━━━ MATERIAL FOR THIS EXERCISE ━━━
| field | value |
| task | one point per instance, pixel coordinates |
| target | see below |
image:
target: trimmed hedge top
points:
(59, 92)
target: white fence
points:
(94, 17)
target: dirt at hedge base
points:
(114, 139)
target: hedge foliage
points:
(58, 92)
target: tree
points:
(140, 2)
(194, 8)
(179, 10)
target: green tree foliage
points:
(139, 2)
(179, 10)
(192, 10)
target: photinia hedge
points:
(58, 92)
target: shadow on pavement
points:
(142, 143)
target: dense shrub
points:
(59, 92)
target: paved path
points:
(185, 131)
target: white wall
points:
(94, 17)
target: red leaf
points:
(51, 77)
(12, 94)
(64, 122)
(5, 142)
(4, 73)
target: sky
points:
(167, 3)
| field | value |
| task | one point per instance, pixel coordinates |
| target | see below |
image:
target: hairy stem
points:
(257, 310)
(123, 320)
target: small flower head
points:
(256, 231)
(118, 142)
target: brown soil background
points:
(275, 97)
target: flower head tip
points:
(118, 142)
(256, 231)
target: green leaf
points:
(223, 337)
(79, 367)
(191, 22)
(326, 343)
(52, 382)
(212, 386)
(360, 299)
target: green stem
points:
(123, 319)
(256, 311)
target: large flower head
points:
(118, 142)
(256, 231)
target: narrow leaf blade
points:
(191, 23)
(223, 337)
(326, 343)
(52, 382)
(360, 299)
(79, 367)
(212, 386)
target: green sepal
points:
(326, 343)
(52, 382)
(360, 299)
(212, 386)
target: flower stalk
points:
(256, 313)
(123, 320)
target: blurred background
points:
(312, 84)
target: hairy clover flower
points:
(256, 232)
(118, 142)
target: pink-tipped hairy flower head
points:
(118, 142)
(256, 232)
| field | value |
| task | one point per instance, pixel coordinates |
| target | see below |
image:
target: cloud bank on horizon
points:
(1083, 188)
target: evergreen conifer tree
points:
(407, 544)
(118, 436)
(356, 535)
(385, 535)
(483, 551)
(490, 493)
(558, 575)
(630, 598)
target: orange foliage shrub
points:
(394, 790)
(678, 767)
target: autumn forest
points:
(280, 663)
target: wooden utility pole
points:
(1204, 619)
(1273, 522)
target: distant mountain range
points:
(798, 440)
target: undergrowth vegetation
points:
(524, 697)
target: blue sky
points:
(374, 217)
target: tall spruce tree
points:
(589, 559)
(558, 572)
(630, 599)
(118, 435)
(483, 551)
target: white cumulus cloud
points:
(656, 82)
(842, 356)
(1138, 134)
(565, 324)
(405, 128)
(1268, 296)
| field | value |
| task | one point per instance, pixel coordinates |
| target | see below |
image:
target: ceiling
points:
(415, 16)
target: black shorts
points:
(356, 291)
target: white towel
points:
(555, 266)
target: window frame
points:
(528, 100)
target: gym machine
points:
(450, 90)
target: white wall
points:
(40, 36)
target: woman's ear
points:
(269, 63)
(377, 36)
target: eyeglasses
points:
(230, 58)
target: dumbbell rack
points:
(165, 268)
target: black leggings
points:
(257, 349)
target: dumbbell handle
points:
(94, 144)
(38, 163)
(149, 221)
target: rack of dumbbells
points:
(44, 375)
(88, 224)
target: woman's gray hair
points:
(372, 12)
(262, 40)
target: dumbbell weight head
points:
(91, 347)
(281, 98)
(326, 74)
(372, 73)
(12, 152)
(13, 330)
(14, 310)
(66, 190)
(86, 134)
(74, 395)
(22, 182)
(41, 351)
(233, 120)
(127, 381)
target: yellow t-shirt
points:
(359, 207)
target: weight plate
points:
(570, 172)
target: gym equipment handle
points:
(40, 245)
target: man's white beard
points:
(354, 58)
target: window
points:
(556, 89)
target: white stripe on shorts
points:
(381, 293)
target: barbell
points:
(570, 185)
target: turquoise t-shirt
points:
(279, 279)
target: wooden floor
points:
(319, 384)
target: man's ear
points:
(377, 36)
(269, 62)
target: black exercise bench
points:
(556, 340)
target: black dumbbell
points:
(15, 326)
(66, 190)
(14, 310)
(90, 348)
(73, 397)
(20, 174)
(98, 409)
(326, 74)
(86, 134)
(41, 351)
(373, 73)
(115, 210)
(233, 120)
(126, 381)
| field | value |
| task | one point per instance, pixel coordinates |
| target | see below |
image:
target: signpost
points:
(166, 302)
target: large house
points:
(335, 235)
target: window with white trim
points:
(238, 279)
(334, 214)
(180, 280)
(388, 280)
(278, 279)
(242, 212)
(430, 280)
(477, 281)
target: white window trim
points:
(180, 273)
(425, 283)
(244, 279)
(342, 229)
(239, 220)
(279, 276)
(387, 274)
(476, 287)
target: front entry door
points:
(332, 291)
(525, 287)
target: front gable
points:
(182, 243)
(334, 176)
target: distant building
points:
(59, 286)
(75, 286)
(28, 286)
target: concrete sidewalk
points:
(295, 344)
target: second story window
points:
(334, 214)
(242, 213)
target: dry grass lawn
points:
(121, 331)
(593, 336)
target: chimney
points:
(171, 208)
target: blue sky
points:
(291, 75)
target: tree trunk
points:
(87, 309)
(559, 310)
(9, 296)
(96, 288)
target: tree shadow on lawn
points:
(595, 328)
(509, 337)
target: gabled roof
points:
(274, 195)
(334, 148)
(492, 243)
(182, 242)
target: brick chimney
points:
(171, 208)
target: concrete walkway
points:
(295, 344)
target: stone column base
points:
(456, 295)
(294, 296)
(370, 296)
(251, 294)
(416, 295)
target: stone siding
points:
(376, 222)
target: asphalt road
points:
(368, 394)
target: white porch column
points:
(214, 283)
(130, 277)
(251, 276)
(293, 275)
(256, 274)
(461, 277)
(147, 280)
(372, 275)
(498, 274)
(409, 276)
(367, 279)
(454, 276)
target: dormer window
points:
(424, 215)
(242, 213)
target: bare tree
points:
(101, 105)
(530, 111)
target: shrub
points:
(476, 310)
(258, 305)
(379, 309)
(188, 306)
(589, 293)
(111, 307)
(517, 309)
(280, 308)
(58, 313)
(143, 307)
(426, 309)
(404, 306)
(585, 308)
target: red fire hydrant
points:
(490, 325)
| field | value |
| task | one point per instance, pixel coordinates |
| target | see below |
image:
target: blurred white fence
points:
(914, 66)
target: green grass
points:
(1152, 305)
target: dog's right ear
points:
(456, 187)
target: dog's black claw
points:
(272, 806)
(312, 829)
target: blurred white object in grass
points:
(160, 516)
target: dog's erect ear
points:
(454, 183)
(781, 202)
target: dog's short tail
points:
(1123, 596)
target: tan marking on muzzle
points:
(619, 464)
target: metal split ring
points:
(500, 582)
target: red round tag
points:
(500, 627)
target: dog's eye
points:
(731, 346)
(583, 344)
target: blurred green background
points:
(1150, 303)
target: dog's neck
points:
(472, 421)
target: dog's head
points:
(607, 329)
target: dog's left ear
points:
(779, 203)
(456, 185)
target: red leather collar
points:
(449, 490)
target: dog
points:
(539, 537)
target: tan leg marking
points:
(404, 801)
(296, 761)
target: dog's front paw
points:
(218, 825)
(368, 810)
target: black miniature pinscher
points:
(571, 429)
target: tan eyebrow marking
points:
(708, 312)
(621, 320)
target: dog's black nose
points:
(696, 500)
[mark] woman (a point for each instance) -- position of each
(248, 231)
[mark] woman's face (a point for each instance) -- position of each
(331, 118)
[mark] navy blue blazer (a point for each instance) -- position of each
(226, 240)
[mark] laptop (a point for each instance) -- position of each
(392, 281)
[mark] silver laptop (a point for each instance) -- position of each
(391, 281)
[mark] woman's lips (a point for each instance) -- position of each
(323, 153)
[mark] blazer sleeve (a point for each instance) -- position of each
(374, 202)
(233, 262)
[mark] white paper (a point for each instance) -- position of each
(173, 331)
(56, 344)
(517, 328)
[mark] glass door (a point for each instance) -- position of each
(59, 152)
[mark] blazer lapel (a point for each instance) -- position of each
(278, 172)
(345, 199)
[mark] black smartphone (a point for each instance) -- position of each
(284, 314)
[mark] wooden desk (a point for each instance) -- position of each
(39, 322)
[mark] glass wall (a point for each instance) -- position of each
━━━
TO BE DONE: Reproduce the records starting at the line that contains "target: undergrowth vegetation" and stopping after the line that contains "(1268, 296)".

SOLUTION TO THE EXERCISE:
target: undergrowth vegetation
points:
(524, 697)
target: blue sky
points:
(374, 217)
target: tall spruce tree
points:
(589, 559)
(558, 572)
(630, 599)
(118, 435)
(483, 551)
target: white cumulus cloud
points:
(656, 82)
(842, 356)
(1138, 134)
(565, 324)
(405, 128)
(1268, 296)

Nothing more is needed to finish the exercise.